Objective: Restate each line of the listing exactly, without carrying over any pictures.

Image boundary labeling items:

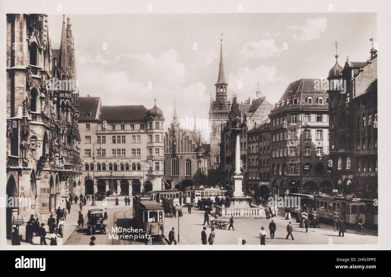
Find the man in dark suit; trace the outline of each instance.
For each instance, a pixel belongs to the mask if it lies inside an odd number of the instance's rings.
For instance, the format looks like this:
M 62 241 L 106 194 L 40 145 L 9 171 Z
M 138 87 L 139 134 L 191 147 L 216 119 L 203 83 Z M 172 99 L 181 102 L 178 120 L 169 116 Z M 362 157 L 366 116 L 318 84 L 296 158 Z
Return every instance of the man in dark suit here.
M 46 230 L 45 230 L 45 223 L 41 224 L 41 227 L 39 227 L 39 231 L 38 231 L 38 234 L 41 237 L 41 245 L 47 245 L 46 244 Z
M 274 238 L 274 232 L 277 230 L 277 226 L 274 219 L 272 219 L 271 222 L 269 223 L 269 230 L 270 230 L 270 239 Z
M 206 222 L 208 225 L 209 225 L 209 214 L 208 213 L 208 211 L 205 211 L 205 213 L 204 214 L 204 224 L 203 225 L 205 225 L 205 222 Z
M 346 232 L 346 222 L 343 217 L 341 218 L 338 222 L 338 227 L 339 227 L 339 234 L 338 236 L 341 236 L 341 233 L 342 233 L 342 236 L 343 236 L 344 233 Z
M 171 245 L 172 243 L 172 241 L 174 241 L 174 244 L 176 245 L 176 240 L 175 239 L 175 231 L 174 231 L 174 229 L 175 229 L 174 227 L 172 227 L 172 229 L 170 231 L 170 233 L 169 233 L 169 244 Z
M 232 231 L 235 231 L 233 229 L 233 216 L 231 216 L 231 218 L 230 218 L 230 226 L 228 227 L 228 229 L 229 230 L 230 228 L 231 227 L 232 227 Z
M 201 240 L 202 241 L 202 244 L 206 245 L 206 232 L 205 230 L 206 229 L 206 227 L 204 227 L 204 229 L 201 232 Z
M 288 238 L 289 236 L 289 235 L 291 235 L 291 237 L 292 238 L 292 240 L 294 240 L 294 239 L 293 238 L 293 236 L 292 235 L 292 231 L 293 231 L 293 228 L 292 227 L 292 222 L 289 220 L 289 223 L 287 225 L 287 232 L 288 232 L 288 234 L 287 235 L 287 237 L 285 238 L 289 240 Z
M 54 223 L 54 218 L 53 217 L 53 215 L 50 215 L 50 217 L 48 219 L 48 226 L 49 227 L 49 233 L 51 233 L 52 232 L 52 226 L 53 226 L 53 224 Z
M 212 228 L 212 231 L 209 234 L 209 238 L 208 239 L 208 241 L 209 242 L 209 245 L 213 245 L 213 243 L 215 242 L 215 228 Z

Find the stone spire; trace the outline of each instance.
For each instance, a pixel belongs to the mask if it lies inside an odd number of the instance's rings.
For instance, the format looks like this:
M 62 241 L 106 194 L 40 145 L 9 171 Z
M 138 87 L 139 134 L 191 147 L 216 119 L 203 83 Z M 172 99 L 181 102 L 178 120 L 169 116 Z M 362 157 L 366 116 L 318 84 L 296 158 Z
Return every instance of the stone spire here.
M 224 63 L 222 62 L 222 38 L 220 39 L 220 61 L 219 64 L 219 77 L 217 78 L 217 81 L 216 82 L 215 85 L 216 86 L 220 85 L 228 85 L 227 82 L 225 80 L 225 78 L 224 76 Z

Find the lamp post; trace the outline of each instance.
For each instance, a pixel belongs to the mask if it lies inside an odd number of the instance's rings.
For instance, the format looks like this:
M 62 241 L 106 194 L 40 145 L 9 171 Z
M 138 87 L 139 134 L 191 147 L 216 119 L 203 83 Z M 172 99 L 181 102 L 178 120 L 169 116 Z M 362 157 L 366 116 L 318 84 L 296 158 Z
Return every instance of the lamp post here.
M 92 203 L 91 204 L 91 206 L 96 206 L 96 202 L 95 201 L 95 144 L 97 143 L 98 142 L 96 141 L 94 142 L 92 146 Z M 100 148 L 100 144 L 99 143 L 99 149 Z

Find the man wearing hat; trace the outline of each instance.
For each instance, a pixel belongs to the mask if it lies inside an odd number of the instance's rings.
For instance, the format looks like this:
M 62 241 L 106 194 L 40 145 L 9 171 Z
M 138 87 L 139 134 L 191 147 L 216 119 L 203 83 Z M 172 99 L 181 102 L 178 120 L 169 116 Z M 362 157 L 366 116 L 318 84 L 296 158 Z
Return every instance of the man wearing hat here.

Written response:
Find the man in dark suit; trace the outline of each instance.
For each instance, a pixel belongs to the mask if it lies inside an odd number of the instance's rings.
For instance, the format looks like this:
M 62 241 L 106 194 L 40 145 L 9 171 Z
M 138 87 L 139 134 L 191 147 L 216 119 L 203 83 Z M 172 99 L 181 102 L 178 120 L 169 116 Z M 362 157 L 366 116 L 318 84 L 296 158 Z
Return every instance of the man in dark suit here.
M 46 230 L 45 230 L 45 223 L 41 224 L 41 227 L 39 227 L 39 231 L 38 231 L 38 234 L 41 237 L 41 245 L 47 245 L 46 244 Z
M 274 238 L 274 232 L 277 230 L 277 226 L 274 219 L 272 219 L 271 222 L 269 223 L 269 230 L 270 230 L 270 239 Z
M 206 222 L 208 225 L 209 225 L 209 214 L 208 213 L 208 211 L 205 211 L 205 213 L 204 214 L 204 224 L 203 225 L 205 225 L 205 222 Z
M 346 232 L 346 222 L 343 217 L 341 218 L 338 222 L 338 227 L 339 227 L 339 234 L 338 236 L 341 236 L 341 233 L 342 233 L 342 236 L 343 236 L 344 233 Z
M 171 245 L 172 243 L 172 241 L 174 241 L 174 244 L 176 245 L 176 240 L 175 239 L 175 231 L 174 231 L 174 229 L 175 229 L 174 227 L 172 227 L 172 229 L 170 231 L 170 233 L 169 233 L 169 244 Z
M 232 231 L 235 231 L 233 229 L 233 216 L 231 216 L 231 218 L 230 218 L 230 226 L 228 227 L 228 229 L 229 230 L 230 228 L 231 227 L 232 227 Z
M 201 240 L 202 241 L 202 244 L 206 245 L 206 232 L 205 230 L 206 229 L 206 227 L 204 227 L 204 229 L 201 232 Z
M 288 238 L 289 236 L 289 235 L 291 235 L 291 237 L 292 238 L 292 240 L 294 240 L 294 239 L 293 238 L 293 236 L 292 235 L 292 231 L 293 231 L 293 228 L 292 227 L 292 222 L 289 220 L 289 223 L 287 225 L 287 232 L 288 232 L 288 234 L 287 235 L 287 237 L 285 238 L 289 240 Z
M 54 223 L 54 218 L 53 217 L 53 215 L 50 215 L 50 217 L 48 219 L 48 226 L 49 227 L 49 233 L 51 233 L 52 232 L 52 226 L 53 226 L 53 224 Z
M 212 228 L 212 231 L 209 234 L 209 238 L 208 239 L 208 241 L 209 242 L 209 245 L 213 245 L 213 243 L 215 242 L 215 228 Z

Find the stone spire; trace the outline of each instance.
For each instance, a pixel belongs to the mask if it lies inside an odd number of the instance's rings.
For instance, the format looks like this:
M 62 241 L 106 194 L 40 145 L 9 171 Z
M 138 87 L 139 134 L 191 147 L 216 119 L 203 83 Z M 172 99 L 181 102 L 178 120 L 169 116 Z M 362 157 L 366 116 L 318 84 L 296 158 Z
Return every instance of the stone spire here.
M 224 63 L 222 62 L 222 38 L 220 39 L 220 61 L 219 64 L 219 77 L 217 78 L 217 81 L 216 82 L 215 85 L 216 86 L 220 85 L 228 85 L 227 82 L 225 80 L 225 78 L 224 76 Z

Find the lamp post; trace the outline of each instance.
For each instance, a pixel belongs to the mask if it lies inside an odd number of the instance's rings.
For instance, the format looks like this:
M 62 241 L 106 194 L 40 145 L 9 171 Z
M 138 87 L 139 134 L 191 147 L 216 119 L 203 83 Z M 172 99 L 181 102 L 178 120 L 169 116 Z M 362 157 L 366 116 L 318 84 L 296 158 Z
Return every instance of the lamp post here.
M 92 203 L 91 204 L 91 206 L 96 206 L 96 202 L 95 201 L 95 144 L 97 143 L 98 142 L 96 141 L 94 142 L 92 146 Z M 100 148 L 100 144 L 99 143 L 99 149 Z

Find the man wearing hat; trace the outline of each instance.
For each instance, a pixel belongs to the mask if it lies inside an odd number of the instance's rings.
For instance, the format looks like this:
M 62 241 L 106 194 L 40 145 L 9 171 Z
M 138 87 L 139 134 L 191 147 L 216 119 L 203 83 Z M 172 99 L 181 102 L 178 120 L 169 116 Z M 362 157 L 366 116 L 318 84 L 296 158 Z
Return every instance of the man wearing hat here.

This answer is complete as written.